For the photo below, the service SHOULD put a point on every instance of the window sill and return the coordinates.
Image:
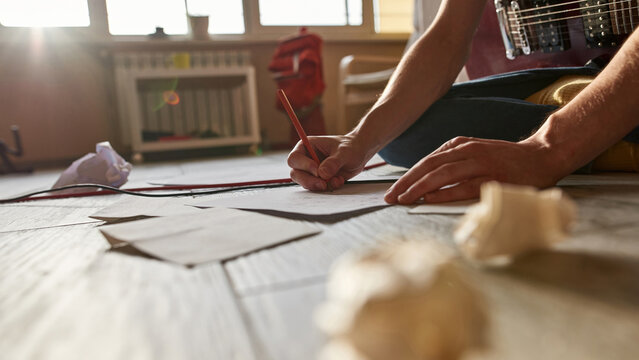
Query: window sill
(26, 36)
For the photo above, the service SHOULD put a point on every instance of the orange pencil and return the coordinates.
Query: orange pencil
(297, 125)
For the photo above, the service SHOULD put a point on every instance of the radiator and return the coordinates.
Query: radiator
(175, 100)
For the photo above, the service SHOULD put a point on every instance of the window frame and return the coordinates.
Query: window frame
(98, 29)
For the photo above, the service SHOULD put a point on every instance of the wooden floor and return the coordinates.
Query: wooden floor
(65, 295)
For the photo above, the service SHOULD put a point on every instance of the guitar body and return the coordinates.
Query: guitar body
(488, 53)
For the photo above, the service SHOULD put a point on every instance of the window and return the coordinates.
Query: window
(265, 18)
(44, 13)
(394, 16)
(310, 12)
(141, 17)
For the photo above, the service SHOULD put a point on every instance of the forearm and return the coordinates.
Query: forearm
(425, 73)
(598, 117)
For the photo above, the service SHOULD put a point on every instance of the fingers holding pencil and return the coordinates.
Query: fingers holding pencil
(338, 163)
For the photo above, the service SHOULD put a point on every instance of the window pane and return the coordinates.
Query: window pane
(141, 17)
(225, 16)
(394, 16)
(44, 13)
(310, 12)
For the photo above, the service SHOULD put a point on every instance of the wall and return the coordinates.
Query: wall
(62, 95)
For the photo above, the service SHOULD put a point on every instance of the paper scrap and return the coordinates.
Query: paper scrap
(264, 168)
(295, 199)
(449, 208)
(133, 207)
(207, 235)
(105, 167)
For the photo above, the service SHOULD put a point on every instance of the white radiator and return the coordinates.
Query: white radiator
(177, 100)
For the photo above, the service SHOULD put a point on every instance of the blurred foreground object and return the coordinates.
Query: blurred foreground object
(104, 167)
(7, 166)
(510, 220)
(401, 301)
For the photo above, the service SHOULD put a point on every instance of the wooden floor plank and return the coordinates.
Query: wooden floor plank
(312, 257)
(532, 315)
(71, 299)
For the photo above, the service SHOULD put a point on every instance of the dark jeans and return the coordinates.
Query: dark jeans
(489, 108)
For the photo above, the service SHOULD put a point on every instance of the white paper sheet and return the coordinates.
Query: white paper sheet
(452, 208)
(207, 235)
(265, 168)
(295, 199)
(134, 207)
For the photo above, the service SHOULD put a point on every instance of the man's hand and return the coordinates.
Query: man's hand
(340, 160)
(456, 170)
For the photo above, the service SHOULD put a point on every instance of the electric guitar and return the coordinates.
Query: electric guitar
(548, 33)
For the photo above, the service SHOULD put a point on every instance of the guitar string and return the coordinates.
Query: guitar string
(614, 2)
(626, 14)
(599, 8)
(573, 17)
(569, 3)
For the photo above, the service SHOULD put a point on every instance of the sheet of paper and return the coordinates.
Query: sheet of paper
(208, 235)
(384, 172)
(252, 169)
(452, 208)
(295, 199)
(134, 207)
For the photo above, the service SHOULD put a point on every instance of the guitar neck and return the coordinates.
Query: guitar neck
(529, 26)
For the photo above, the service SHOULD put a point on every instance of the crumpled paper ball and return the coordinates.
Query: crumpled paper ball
(401, 301)
(104, 167)
(511, 220)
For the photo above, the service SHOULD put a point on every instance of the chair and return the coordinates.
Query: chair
(361, 80)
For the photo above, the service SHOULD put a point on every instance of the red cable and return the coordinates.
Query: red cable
(173, 187)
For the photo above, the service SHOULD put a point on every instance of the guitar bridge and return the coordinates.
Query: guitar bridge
(513, 31)
(528, 26)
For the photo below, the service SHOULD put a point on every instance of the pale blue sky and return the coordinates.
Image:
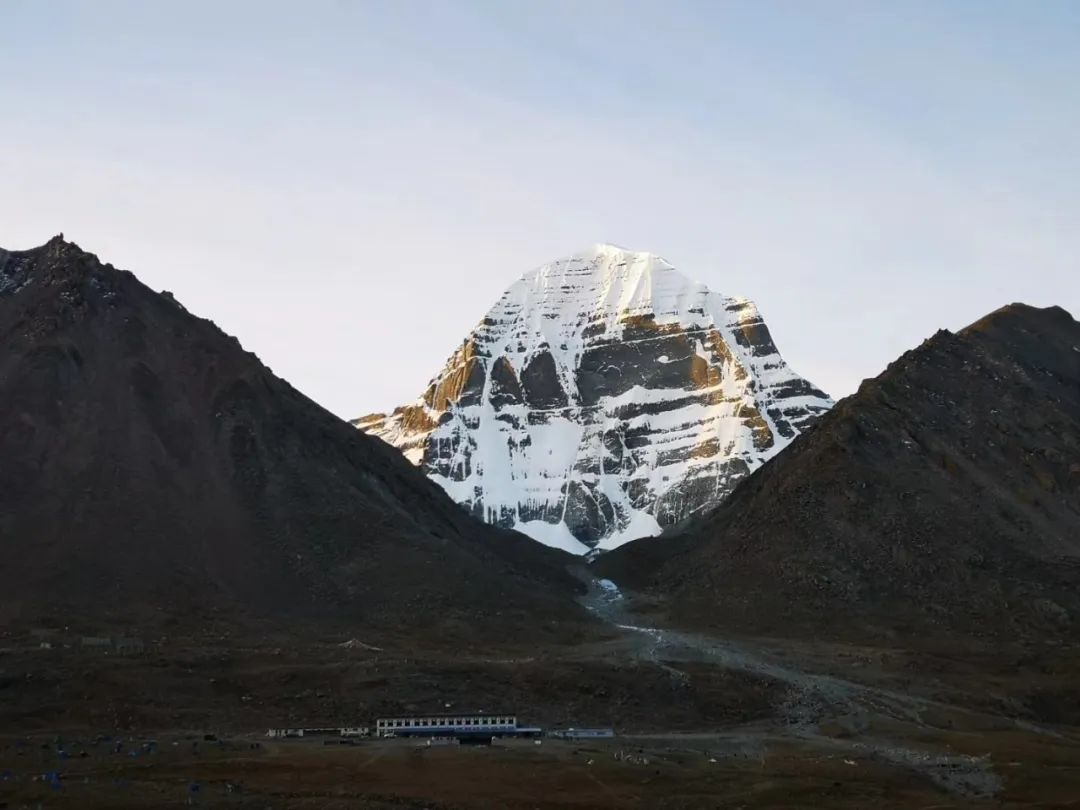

_ _ _ _ _

Format every line of the listing above as a Markdown table with the columns "No." and "Entry", numbering the rows in order and skipping blank lines. Omit the pictures.

RESULT OF THIS EXERCISE >>
| No. | Entry |
|---|---|
| 1 | For the photo below, the service SHOULD put a point on every instance of the window sill and return the coordinates. |
| 2 | Image: |
| 3 | Query: window sill |
| 4 | (26, 36) |
| 5 | For the photo above, the service SHOULD put a point on every instance of the orange pencil and return the coordinates. |
| 6 | Query: orange pencil |
| 7 | (297, 125) |
| 8 | For the photo above, the service SHOULD put a point on every instance of the radiator and return the coordinates. |
| 9 | Query: radiator |
| 10 | (175, 100) |
| 11 | For the photo above, the service SHOULD put a point on every instance of the window frame and return the coordinates. |
| 12 | Query: window frame |
| 13 | (98, 29) |
| 14 | For the photo above, the service SHOULD put a point on every instance of the wooden floor and return the coordinates. |
| 15 | Query: wooden floor |
| 16 | (65, 295) |
| 17 | For the photo above, the service SHOULD put a point on every instance of the guitar body and return the coordinates. |
| 18 | Query: guitar body |
| 19 | (488, 53) |
| 20 | For the photo above, the service SHOULD put a point on every instance of the window and return the coordinates. |
| 21 | Query: window |
| 22 | (265, 18) |
| 23 | (44, 13) |
| 24 | (394, 16) |
| 25 | (310, 12) |
| 26 | (141, 17) |
| 27 | For the photo above, the service SHOULD put a point on every instance of the forearm and return the coordinates. |
| 28 | Query: forearm |
| 29 | (425, 73) |
| 30 | (598, 117) |
| 31 | For the photo above, the service SHOULD put a point on every instance of the fingers holding pencil and return the coordinates. |
| 32 | Query: fingers holding pencil |
| 33 | (338, 163) |
| 34 | For the photo above, the service SHOULD put a point on every instance of the window pane and return the coordinates. |
| 35 | Query: window pane |
| 36 | (141, 17) |
| 37 | (225, 16) |
| 38 | (394, 16) |
| 39 | (44, 13) |
| 40 | (310, 12) |
| 41 | For the photo above, the service SHOULD put a point on every instance of the wall and return the coordinates. |
| 42 | Query: wall |
| 43 | (62, 95) |
| 44 | For the photo above, the service SHOULD put a point on every instance of the paper scrap and return the coordinates. |
| 45 | Query: paper scrap |
| 46 | (264, 168) |
| 47 | (295, 199) |
| 48 | (449, 208) |
| 49 | (133, 207) |
| 50 | (207, 235) |
| 51 | (105, 167) |
| 52 | For the photo above, the service SHOULD put a point on every instance of the white radiator and return the coordinates. |
| 53 | Query: white radiator |
| 54 | (177, 100) |
| 55 | For the photo above, the service SHOULD put a point on every instance of the blurred foreground object and return the coordinates. |
| 56 | Query: blurred foreground object |
| 57 | (104, 167) |
| 58 | (7, 166) |
| 59 | (510, 220) |
| 60 | (401, 301) |
| 61 | For the photo above, the service SHOULD put a point on every instance of the wooden floor plank and return the coordinates. |
| 62 | Query: wooden floor plank |
| 63 | (312, 257) |
| 64 | (532, 315) |
| 65 | (71, 299) |
| 66 | For the photo above, the service SHOULD put a point on every instance of the dark jeans and return the coordinates. |
| 67 | Query: dark jeans |
| 68 | (489, 108) |
| 69 | For the photo above, the service SHOULD put a point on every instance of the white paper sheet and return the coordinates. |
| 70 | Query: white paper sheet |
| 71 | (452, 208) |
| 72 | (207, 235) |
| 73 | (265, 168) |
| 74 | (295, 199) |
| 75 | (134, 207) |
| 76 | For the photo above, the service SHOULD put a point on every instance of the man's hand and return the coordinates. |
| 77 | Query: man's hand |
| 78 | (340, 160) |
| 79 | (456, 170) |
| 80 | For the photo above, the service SHOULD put a point on every instance of the electric guitar and return the coordinates. |
| 81 | Query: electric guitar |
| 82 | (548, 33) |
| 83 | For the photo above, the service SHOULD put a point on every instance of the guitar string and return the coordinates. |
| 84 | Query: guitar string |
| 85 | (614, 2) |
| 86 | (626, 14) |
| 87 | (599, 8) |
| 88 | (573, 17) |
| 89 | (569, 3) |
| 90 | For the photo above, the service SHOULD put a point on every instance of the sheet of paper and return the coordinates. |
| 91 | Query: sheet of paper |
| 92 | (208, 235) |
| 93 | (384, 172) |
| 94 | (252, 169) |
| 95 | (452, 208) |
| 96 | (295, 199) |
| 97 | (134, 207) |
| 98 | For the photo above, the service SHOULD put a point on every instance of the guitar neck and return the coordinates. |
| 99 | Query: guitar neck |
| 100 | (529, 26) |
| 101 | For the photo above, the service SHOULD put a point on every instance of the crumpled paper ball and return the coordinates. |
| 102 | Query: crumpled paper ball |
| 103 | (401, 301) |
| 104 | (104, 167) |
| 105 | (511, 220) |
| 106 | For the photo above, the service SHOULD put a point on every instance of the chair and return the coordinates. |
| 107 | Query: chair |
| 108 | (361, 80) |
| 109 | For the photo above, the service SHOULD put a point on every instance of the red cable and return the coordinates. |
| 110 | Query: red cable |
| 111 | (173, 187) |
| 112 | For the photo above, the service SHOULD put a point on every instance of the guitar bridge and return the coordinates. |
| 113 | Query: guitar bridge |
| 114 | (513, 31) |
| 115 | (528, 26) |
| 116 | For the photo below, the service SHOULD put a point on every instance of the pale blue sky and return the coordinates. |
| 117 | Image: |